» WHAT NEEDS TO BE DONE
In the data below, which lines hold "prompts"? Copy every one.

» RAW DATA
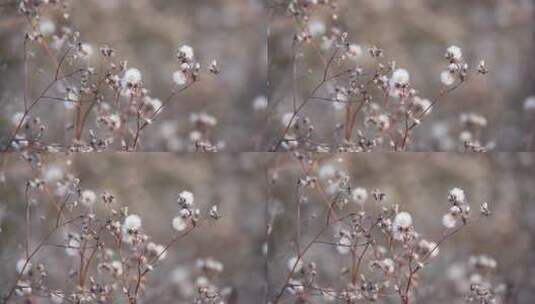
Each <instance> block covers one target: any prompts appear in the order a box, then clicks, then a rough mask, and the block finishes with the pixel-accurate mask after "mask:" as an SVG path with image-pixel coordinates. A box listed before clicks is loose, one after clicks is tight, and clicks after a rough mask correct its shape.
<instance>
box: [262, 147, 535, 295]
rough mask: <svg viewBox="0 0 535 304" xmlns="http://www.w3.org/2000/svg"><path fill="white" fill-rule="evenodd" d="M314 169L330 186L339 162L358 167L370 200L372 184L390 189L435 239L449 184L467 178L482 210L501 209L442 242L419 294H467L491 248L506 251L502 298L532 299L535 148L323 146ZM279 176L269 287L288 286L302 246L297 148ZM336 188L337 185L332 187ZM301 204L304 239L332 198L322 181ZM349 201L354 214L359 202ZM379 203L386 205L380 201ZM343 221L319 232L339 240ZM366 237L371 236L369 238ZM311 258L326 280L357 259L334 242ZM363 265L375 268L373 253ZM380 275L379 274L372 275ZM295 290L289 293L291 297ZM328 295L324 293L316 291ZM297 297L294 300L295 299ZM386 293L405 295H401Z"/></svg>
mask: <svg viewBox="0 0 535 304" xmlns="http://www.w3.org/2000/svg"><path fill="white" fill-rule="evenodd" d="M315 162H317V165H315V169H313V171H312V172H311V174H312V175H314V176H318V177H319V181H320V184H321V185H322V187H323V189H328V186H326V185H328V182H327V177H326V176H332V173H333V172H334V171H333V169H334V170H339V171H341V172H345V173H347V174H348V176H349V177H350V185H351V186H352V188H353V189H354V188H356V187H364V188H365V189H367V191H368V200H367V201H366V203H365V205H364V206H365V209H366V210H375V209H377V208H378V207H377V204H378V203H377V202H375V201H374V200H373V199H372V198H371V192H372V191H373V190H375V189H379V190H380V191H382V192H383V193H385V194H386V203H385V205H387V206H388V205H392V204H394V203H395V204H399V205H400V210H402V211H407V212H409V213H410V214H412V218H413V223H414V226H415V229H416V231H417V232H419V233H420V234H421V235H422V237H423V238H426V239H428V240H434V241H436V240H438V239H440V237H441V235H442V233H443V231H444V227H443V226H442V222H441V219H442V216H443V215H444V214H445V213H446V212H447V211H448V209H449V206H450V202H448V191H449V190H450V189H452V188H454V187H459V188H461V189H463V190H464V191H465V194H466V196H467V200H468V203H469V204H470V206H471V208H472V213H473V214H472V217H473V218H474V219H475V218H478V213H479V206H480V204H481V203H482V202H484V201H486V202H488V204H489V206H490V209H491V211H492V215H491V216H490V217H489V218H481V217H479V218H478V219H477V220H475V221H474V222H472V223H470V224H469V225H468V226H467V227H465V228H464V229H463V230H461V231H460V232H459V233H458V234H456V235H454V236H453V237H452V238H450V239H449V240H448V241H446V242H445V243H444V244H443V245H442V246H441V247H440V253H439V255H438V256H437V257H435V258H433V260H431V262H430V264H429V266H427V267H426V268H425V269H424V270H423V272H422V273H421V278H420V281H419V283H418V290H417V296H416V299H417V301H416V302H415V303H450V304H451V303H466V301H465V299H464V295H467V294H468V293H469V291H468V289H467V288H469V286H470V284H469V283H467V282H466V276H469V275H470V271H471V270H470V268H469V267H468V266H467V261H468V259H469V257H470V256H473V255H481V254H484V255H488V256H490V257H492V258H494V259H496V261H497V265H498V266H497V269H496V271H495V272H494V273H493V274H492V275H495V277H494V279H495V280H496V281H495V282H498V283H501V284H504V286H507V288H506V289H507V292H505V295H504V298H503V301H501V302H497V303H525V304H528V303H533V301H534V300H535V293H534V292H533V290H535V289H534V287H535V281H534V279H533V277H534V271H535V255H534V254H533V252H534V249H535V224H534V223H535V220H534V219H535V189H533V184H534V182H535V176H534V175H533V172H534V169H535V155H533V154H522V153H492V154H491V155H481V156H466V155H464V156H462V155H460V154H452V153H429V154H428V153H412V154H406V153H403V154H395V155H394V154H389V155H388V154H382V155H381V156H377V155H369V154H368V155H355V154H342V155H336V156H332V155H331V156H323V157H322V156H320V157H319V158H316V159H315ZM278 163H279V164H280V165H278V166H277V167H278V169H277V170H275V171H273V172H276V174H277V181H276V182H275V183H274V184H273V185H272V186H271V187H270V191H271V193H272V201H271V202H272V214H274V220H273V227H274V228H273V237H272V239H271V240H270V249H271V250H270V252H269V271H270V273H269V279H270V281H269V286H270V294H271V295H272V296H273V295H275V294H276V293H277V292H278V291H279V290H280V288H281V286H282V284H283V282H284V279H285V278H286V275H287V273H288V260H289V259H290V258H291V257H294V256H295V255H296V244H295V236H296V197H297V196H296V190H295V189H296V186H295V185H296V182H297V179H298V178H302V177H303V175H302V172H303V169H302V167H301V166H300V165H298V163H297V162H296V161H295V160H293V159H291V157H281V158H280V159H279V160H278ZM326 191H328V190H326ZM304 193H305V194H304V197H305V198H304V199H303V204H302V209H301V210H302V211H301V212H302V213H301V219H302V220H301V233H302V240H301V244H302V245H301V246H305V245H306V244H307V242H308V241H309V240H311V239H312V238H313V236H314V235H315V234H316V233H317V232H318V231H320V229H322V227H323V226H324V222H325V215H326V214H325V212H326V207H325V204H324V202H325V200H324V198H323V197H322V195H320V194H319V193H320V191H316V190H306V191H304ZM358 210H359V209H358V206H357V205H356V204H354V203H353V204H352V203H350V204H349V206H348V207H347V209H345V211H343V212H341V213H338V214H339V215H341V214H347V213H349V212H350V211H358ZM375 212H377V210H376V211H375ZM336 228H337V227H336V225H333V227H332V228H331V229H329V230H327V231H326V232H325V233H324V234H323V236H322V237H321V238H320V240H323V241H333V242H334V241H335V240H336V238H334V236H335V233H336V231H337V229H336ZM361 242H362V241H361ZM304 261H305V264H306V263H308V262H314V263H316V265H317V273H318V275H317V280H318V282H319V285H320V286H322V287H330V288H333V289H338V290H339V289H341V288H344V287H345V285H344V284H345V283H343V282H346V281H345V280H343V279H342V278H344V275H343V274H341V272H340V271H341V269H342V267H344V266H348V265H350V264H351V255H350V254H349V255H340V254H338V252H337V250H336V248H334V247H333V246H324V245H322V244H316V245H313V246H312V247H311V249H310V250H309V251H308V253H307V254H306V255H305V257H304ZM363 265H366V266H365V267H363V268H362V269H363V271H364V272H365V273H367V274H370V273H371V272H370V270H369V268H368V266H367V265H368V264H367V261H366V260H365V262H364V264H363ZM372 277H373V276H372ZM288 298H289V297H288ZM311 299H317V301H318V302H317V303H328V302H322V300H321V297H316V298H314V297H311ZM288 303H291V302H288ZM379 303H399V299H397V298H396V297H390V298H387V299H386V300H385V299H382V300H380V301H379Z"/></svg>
* * *
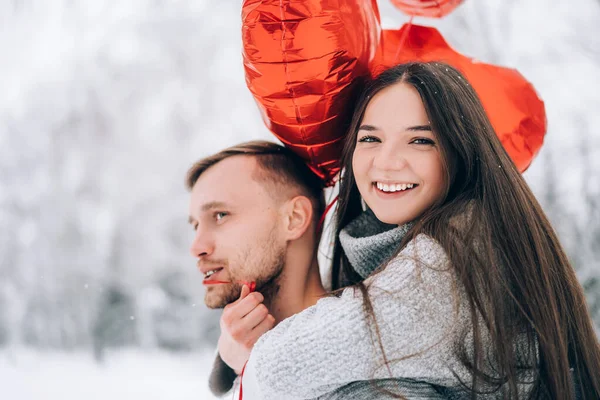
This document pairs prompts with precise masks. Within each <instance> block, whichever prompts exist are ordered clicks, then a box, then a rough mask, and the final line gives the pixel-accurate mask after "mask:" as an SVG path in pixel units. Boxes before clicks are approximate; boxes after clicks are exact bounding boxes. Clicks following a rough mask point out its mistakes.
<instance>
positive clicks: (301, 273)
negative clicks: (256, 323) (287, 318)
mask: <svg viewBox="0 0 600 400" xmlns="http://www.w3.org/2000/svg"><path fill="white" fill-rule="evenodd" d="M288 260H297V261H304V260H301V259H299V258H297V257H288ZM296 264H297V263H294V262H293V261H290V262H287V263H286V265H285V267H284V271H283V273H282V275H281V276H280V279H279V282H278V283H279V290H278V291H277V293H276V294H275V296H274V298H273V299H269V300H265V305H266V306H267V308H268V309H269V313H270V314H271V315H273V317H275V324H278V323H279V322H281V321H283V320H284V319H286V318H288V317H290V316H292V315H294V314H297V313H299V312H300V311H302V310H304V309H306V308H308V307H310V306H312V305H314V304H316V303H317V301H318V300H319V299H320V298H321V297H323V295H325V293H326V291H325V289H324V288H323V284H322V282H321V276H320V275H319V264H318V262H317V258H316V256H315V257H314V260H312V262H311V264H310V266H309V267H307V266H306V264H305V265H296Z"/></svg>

» OUTPUT BELOW
Each <instance> block covers one target: any prompts appear in the order a box, then clicks, then a rough mask, and the block finishes with the pixel-accurate mask after "mask:" as an SVG path with image-pixel coordinates. A box listed before clicks is loose, one after clicks is tight, and clicks after a rough mask correct its shape.
This document pairs prompts with precise masks. Within each <instance> block, whichever prompts exist are ordered clicks, then a box, then a rough mask, and the final line gives the pixel-accurate mask after "mask:" as an SVG path in pixel units. Boxes before clicks are approximate; boxes after clicks are exact bounding boxes. Clicks following a rough mask point out its mistakes.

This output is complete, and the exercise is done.